Reproduce everything from the line containing "the white bathrobe" down to the line containing "(262, 1072)", replacing "crop-scouting field log" with "bathroom inventory log" and leaving all else unchanged.
--------------------------------------------------
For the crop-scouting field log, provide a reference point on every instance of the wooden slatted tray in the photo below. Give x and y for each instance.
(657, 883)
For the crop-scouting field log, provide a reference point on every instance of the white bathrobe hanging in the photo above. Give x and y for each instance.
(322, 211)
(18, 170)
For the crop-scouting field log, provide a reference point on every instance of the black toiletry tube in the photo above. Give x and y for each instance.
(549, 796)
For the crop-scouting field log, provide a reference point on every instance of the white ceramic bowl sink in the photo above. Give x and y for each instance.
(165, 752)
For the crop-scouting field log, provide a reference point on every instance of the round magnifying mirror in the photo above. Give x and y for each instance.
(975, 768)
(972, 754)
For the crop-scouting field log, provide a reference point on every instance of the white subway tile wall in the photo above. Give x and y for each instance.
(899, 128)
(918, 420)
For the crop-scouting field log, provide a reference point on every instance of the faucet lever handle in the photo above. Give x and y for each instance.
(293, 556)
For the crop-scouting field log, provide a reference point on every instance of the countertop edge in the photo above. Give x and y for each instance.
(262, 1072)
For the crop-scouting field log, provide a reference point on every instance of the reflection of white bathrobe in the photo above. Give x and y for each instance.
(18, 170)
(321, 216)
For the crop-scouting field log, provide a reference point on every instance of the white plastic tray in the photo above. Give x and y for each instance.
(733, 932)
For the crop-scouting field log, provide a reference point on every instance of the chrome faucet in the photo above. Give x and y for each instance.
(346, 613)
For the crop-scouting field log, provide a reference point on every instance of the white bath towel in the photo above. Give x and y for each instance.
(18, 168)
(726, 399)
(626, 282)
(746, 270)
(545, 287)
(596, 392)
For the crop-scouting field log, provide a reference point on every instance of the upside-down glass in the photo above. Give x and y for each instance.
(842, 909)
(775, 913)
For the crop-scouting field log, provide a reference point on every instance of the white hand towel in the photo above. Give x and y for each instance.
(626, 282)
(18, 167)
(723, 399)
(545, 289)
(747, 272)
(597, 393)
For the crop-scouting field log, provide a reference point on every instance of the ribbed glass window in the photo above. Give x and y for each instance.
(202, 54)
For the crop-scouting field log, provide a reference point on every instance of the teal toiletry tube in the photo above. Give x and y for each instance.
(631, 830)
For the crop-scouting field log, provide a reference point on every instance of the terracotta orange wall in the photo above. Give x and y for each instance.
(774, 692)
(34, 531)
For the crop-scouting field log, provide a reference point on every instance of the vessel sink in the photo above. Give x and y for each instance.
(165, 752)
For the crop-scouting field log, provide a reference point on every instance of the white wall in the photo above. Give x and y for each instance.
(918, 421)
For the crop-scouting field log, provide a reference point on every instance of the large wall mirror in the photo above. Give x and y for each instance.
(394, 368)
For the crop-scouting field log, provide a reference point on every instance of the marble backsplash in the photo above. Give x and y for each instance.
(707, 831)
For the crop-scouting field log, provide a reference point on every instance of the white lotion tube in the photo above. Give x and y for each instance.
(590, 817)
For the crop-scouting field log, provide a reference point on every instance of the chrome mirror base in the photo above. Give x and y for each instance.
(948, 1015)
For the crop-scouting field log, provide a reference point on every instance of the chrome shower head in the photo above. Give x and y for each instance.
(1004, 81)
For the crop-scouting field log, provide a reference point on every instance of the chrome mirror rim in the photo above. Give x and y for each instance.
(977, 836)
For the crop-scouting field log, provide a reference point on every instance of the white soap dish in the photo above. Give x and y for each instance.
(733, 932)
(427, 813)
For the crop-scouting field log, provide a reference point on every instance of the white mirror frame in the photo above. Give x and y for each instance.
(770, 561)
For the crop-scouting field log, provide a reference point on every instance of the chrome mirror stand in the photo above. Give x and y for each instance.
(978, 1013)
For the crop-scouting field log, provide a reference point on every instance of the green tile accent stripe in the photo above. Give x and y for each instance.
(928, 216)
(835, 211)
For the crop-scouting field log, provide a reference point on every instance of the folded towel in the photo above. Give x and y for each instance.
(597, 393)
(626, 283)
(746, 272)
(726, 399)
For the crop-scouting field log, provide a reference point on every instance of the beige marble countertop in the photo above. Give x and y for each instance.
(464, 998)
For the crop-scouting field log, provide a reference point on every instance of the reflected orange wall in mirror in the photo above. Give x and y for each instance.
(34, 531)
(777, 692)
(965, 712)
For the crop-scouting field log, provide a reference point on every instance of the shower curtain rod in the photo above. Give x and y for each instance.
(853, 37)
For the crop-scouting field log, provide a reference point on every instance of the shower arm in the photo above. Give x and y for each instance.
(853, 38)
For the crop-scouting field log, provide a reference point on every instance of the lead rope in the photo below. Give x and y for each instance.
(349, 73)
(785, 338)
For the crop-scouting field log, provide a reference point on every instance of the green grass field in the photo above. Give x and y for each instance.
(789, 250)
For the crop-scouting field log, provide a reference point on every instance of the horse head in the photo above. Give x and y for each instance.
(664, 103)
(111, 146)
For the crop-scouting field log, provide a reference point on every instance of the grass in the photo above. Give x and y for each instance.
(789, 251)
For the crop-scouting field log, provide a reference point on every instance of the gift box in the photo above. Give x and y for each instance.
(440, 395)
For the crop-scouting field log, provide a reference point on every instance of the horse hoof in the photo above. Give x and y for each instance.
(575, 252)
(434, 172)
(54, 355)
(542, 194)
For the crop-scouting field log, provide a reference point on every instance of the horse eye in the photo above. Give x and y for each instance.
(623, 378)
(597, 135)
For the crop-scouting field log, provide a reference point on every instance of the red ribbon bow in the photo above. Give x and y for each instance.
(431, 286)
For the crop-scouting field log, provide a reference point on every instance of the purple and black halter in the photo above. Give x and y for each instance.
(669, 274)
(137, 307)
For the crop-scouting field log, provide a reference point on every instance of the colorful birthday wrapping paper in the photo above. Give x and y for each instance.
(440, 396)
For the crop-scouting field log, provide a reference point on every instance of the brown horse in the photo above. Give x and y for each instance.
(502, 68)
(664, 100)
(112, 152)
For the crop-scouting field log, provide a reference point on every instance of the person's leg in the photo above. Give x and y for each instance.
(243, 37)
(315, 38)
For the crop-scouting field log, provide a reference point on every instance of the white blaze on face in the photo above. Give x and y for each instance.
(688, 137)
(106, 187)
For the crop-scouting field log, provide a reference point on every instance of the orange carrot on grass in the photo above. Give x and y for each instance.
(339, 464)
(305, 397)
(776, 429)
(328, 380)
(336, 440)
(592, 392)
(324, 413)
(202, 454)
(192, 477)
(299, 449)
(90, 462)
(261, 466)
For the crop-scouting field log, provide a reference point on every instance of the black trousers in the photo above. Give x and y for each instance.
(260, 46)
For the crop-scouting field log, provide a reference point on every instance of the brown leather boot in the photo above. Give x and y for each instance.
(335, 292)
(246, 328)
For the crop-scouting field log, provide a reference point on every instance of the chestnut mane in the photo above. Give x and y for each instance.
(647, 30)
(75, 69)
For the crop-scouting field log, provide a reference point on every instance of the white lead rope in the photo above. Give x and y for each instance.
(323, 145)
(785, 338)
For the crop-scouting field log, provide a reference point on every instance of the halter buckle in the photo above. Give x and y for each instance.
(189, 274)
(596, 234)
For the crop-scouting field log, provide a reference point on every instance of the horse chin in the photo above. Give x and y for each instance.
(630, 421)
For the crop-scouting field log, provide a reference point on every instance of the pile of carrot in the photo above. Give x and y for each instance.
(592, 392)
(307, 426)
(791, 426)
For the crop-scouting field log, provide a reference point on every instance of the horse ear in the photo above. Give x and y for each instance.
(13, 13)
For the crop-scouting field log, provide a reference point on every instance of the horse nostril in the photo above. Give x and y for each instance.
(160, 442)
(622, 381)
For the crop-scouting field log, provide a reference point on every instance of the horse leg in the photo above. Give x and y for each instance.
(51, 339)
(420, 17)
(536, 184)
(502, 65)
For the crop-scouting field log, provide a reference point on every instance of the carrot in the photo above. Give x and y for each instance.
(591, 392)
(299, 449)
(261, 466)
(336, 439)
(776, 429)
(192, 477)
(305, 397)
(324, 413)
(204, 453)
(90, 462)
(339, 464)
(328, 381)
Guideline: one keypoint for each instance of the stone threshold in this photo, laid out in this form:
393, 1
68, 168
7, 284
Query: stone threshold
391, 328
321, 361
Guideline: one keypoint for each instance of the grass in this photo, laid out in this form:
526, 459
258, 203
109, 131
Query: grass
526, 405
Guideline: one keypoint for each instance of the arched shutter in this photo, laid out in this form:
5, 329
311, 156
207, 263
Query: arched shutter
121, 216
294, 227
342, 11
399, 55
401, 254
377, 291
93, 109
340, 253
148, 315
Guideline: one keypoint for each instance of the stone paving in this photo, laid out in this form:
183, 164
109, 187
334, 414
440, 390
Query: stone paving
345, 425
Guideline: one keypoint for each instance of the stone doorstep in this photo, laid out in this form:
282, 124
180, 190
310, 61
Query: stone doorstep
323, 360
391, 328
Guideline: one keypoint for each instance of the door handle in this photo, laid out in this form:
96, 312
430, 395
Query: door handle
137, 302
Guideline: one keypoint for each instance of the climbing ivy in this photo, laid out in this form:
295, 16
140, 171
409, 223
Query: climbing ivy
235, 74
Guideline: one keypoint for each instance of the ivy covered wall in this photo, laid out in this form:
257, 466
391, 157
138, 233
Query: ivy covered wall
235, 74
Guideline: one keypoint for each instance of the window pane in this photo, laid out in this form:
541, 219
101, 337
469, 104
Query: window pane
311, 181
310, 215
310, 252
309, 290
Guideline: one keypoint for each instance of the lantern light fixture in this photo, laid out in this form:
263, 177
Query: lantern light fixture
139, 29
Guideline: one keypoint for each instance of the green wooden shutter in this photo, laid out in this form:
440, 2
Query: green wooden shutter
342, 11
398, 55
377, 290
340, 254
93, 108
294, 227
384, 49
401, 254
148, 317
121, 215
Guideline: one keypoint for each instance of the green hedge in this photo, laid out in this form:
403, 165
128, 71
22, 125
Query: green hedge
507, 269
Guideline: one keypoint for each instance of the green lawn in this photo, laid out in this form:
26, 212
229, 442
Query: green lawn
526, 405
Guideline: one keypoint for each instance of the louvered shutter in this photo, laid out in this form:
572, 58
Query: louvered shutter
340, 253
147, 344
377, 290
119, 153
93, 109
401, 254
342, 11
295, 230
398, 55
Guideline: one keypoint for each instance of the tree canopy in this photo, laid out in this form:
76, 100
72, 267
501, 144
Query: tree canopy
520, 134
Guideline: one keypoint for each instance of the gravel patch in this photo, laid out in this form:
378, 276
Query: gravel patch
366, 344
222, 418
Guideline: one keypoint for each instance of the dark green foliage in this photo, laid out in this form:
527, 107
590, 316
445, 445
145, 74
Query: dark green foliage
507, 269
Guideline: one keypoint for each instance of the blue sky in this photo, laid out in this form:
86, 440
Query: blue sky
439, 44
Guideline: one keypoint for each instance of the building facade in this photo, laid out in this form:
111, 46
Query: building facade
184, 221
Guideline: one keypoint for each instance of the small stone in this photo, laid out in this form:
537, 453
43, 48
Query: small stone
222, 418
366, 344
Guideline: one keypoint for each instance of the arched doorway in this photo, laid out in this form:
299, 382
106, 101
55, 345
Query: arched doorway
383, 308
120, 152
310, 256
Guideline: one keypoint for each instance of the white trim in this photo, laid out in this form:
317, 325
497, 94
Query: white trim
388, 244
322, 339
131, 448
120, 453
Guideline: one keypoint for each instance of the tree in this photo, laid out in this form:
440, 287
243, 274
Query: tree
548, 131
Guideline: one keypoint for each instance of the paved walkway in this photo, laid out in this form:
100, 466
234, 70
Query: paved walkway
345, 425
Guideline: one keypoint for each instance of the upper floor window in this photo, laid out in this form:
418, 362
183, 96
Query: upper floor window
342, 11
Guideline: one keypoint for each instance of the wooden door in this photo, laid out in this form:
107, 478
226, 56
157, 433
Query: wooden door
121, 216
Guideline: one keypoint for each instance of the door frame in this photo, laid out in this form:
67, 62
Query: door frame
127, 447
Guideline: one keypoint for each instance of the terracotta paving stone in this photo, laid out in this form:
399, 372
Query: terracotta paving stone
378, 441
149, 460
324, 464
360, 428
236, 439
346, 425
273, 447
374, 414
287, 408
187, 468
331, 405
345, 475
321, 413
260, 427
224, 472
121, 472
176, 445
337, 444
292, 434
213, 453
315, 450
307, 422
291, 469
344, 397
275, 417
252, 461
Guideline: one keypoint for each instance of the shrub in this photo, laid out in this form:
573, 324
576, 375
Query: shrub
--------------------------------------------------
**Result of the exercise:**
For the bathroom inventory log, provide a reference point on every instance of the white bathrobe hanging in the photo above. Give x and y for each instance.
(322, 211)
(18, 170)
For the bathroom inventory log, provide a reference point on every instance of the black toiletry tube in the photo above. Give x and y for each instance.
(549, 796)
For the bathroom inventory log, provide a reference point on every instance of the white ceramic bowl sink in the photo above. Give x and y for each instance.
(165, 752)
For the bathroom inventory log, provide a reference point on every instance of the round magnifying mirror in the photo above. Give x and y for each instance.
(975, 768)
(972, 754)
For the bathroom inventory log, provide a reference point on every instance of the white subway tile wall in the photo above. Give x and y for each instance.
(899, 128)
(918, 420)
For the bathroom inventory log, provide a reference point on every instance of the faucet lever handle in the photo above. Give x and y for each instance.
(293, 556)
For the bathroom inventory log, provide a reference point on every instance of the countertop edge in the photo above. Give x and y for each instance.
(262, 1072)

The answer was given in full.